Segment Start: Text block

Input Pipeline
Audio naar transcript naar gestructureerde notities — dagelijks
(Engelstalig origineel — Nederlandse vertaling volgt.)
What it does
The input pipeline is the data backbone behind the rest of the OpenClaw + Papegaai stack. Every day it runs end-to-end:
- Capture — voice memos, conversation recordings, and dictated notes land in a watched bucket.
- Language-detect + transcribe — a 60-second sample drives Whisper language detection, then full transcription in the detected code (no defaulting to Dutch).
- Structure — the LLM extractor emits zero-or-more typed items per topic — fleeting note, todo, CRM fact — using a single shared prompt across all sources.
- Redact — a pipeline-side pass strips PII before anything is forwarded.
- Route to KBs — extracted items are routed to the relevant knowledge bases by topic.
Architecture
- Workhorse VPS —
178.104.129.209is the host. LLM calls, Postgres, scripts, no agents. - GCS archiving — every raw artefact is archived to Google Cloud Storage so re-extraction is always possible.
- Daily 06:17 sync — KB rsync pulls processed notes locally for offline browsing.
Status
Deployed and in iteration. GCS archiving + KB sync are live. Used in production every day.

Segment End: Text block
Segment Start: Recorded data

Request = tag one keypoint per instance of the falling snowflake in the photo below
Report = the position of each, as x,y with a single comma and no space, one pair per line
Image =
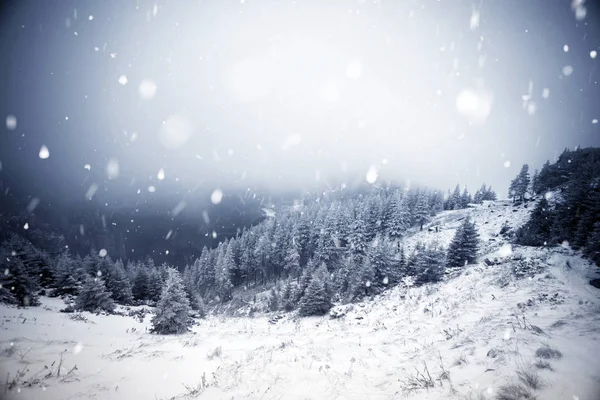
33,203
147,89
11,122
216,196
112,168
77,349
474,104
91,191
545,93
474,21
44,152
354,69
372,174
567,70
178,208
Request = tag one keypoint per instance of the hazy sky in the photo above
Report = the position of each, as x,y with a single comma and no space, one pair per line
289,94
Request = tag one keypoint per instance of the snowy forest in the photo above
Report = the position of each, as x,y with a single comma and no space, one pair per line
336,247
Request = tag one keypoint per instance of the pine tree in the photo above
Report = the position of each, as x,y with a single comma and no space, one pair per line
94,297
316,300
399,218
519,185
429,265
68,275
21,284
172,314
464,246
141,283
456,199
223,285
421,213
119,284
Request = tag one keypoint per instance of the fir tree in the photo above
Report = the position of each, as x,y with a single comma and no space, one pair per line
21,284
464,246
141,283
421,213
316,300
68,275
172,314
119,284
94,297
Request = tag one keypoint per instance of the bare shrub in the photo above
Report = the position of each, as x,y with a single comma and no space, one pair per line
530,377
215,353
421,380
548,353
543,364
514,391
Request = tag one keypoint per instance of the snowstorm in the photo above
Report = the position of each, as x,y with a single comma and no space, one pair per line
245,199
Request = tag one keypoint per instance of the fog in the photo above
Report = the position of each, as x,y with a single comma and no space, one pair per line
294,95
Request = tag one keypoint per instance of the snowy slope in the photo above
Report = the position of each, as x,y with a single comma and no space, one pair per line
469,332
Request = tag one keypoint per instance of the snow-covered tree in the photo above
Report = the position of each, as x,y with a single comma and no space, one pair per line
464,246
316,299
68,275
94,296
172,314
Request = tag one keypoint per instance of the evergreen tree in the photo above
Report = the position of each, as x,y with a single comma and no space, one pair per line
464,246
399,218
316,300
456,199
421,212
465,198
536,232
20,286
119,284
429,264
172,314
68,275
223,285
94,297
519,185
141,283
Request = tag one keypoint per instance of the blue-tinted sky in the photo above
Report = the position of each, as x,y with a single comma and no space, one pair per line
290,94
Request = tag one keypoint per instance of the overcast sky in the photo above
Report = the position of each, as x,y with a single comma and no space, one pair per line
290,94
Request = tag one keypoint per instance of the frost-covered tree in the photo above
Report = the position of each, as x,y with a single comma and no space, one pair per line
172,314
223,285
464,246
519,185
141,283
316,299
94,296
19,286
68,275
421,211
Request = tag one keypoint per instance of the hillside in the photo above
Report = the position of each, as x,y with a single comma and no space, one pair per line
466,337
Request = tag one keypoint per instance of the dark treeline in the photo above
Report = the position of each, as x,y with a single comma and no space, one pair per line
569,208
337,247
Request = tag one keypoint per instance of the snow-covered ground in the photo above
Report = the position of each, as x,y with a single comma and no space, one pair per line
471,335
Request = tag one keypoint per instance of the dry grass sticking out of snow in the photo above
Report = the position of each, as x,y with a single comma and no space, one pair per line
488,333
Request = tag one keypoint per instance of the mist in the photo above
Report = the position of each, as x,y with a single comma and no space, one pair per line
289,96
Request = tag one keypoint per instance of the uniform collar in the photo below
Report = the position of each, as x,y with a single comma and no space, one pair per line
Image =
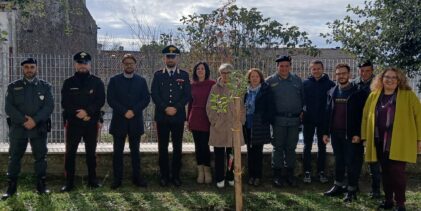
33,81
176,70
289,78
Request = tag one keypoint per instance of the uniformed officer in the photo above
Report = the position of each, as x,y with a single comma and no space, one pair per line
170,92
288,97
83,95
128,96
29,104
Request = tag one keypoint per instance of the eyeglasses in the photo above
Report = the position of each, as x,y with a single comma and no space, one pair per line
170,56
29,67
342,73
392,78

Segment End: Recorded data
Segment Start: Recorded data

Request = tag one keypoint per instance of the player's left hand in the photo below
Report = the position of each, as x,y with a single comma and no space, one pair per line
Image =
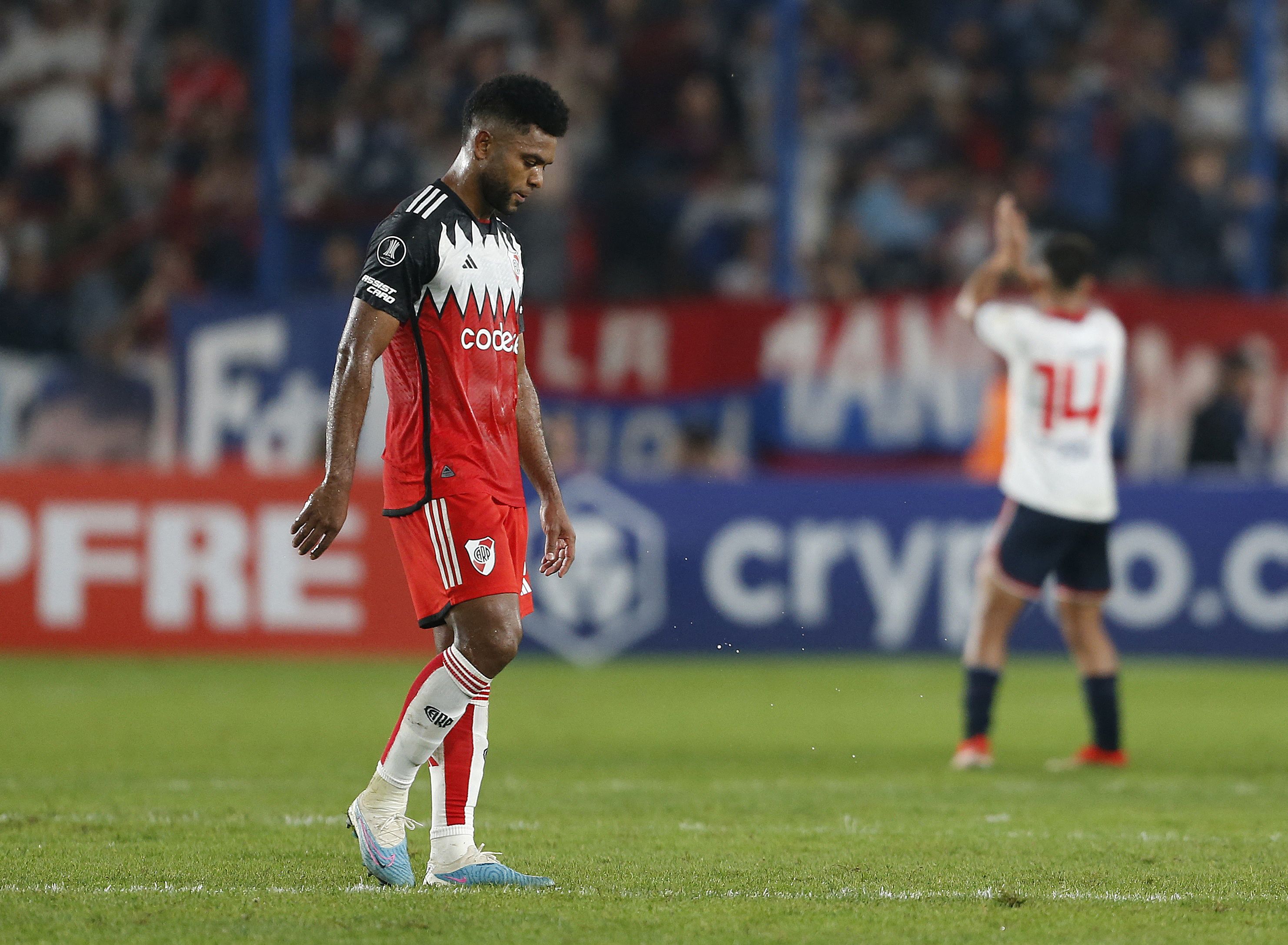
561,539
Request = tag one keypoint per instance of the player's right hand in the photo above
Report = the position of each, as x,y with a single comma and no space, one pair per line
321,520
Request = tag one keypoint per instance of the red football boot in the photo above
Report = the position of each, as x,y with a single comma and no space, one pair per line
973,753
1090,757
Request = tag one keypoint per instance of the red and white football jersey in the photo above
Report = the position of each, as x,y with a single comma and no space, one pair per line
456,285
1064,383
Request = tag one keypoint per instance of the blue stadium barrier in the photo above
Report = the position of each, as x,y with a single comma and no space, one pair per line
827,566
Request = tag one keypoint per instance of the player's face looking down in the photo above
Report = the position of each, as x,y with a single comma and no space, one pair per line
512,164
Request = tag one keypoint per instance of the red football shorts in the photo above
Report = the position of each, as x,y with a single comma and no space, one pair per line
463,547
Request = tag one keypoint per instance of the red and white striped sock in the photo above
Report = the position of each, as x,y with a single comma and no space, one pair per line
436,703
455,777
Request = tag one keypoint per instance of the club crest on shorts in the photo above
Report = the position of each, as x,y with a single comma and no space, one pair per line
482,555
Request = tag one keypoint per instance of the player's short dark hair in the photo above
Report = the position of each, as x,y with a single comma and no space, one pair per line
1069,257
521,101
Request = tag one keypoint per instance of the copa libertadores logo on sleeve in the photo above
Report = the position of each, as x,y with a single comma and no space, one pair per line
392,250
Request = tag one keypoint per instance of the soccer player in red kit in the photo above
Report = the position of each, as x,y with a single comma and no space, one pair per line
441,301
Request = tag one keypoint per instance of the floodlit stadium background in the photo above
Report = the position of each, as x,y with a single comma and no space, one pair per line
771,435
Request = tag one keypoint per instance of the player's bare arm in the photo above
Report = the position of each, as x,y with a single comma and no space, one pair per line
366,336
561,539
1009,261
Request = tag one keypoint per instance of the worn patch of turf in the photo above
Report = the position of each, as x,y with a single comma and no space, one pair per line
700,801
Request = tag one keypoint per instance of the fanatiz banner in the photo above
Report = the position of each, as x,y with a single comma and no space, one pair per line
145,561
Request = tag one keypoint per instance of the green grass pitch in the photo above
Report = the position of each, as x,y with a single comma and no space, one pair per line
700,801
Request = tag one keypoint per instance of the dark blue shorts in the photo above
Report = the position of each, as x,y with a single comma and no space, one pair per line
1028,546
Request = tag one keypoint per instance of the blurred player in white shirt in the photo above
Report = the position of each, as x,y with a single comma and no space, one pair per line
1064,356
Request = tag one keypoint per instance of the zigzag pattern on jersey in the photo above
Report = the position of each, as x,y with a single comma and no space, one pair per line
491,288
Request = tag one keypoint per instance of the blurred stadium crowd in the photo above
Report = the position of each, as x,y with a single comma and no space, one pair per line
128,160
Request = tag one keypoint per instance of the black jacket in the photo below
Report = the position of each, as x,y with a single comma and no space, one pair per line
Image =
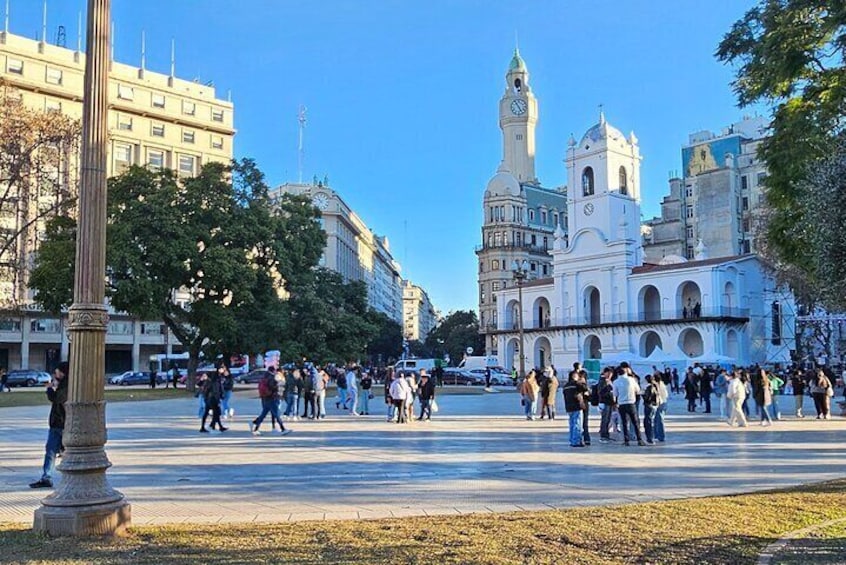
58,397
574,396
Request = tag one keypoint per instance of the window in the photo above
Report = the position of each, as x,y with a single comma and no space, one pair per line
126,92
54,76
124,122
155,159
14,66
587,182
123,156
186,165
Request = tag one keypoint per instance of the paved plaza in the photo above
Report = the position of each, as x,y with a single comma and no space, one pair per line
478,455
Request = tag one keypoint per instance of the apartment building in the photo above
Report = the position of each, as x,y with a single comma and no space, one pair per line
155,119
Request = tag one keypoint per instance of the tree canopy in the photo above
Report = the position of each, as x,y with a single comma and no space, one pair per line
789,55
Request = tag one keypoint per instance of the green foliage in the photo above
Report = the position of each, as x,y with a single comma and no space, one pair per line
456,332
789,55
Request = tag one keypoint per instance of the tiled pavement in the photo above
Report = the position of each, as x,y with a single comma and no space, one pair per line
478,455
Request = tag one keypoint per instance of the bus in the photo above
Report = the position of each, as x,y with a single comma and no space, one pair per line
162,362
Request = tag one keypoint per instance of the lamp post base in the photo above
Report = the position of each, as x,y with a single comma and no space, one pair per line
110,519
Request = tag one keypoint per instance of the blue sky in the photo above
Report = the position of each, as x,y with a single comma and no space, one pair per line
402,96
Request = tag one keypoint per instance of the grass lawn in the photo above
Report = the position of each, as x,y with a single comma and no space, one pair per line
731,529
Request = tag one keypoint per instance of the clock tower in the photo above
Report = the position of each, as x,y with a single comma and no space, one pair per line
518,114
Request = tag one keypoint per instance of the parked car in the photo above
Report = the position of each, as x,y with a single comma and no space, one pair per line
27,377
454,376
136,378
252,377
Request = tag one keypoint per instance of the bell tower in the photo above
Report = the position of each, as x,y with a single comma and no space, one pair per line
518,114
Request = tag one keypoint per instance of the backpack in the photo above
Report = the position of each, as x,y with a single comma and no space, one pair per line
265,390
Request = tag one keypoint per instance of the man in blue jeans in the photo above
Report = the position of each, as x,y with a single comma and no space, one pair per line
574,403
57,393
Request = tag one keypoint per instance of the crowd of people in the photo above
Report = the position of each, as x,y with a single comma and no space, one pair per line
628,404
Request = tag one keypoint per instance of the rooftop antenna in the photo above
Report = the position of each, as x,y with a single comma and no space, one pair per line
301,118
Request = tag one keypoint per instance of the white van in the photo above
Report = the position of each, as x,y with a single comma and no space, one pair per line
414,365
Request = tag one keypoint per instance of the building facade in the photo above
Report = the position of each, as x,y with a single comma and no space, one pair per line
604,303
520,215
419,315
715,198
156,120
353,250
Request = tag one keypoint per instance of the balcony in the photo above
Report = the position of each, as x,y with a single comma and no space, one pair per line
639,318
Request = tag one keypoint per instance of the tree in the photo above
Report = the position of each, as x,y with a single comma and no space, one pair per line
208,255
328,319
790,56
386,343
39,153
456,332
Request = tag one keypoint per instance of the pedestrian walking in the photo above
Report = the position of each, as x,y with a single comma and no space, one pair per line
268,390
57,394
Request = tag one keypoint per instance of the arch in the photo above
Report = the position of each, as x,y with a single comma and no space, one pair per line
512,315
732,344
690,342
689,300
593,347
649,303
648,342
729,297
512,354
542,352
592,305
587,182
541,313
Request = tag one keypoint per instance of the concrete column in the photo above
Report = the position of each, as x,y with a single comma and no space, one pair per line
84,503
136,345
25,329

Segment End: Recorded data

--- How to complete this task ---
Retype the Input Pipeline text in full, word for word.

--- Result ---
Input Pipeline
Audio naar transcript naar gestructureerde notities — dagelijks
(Engelstalig origineel — Nederlandse vertaling volgt.)
What it does
The input pipeline is the data backbone behind the rest of the OpenClaw + Papegaai stack. Every day it runs end-to-end:
- Capture — voice memos, conversation recordings, and dictated notes land in a watched bucket.
- Language-detect + transcribe — a 60-second sample drives Whisper language detection, then full transcription in the detected code (no defaulting to Dutch).
- Structure — the LLM extractor emits zero-or-more typed items per topic — fleeting note, todo, CRM fact — using a single shared prompt across all sources.
- Redact — a pipeline-side pass strips PII before anything is forwarded.
- Route to KBs — extracted items are routed to the relevant knowledge bases by topic.
Architecture
- Workhorse VPS —
178.104.129.209is the host. LLM calls, Postgres, scripts, no agents. - GCS archiving — every raw artefact is archived to Google Cloud Storage so re-extraction is always possible.
- Daily 06:17 sync — KB rsync pulls processed notes locally for offline browsing.
Status
Deployed and in iteration. GCS archiving + KB sync are live. Used in production every day.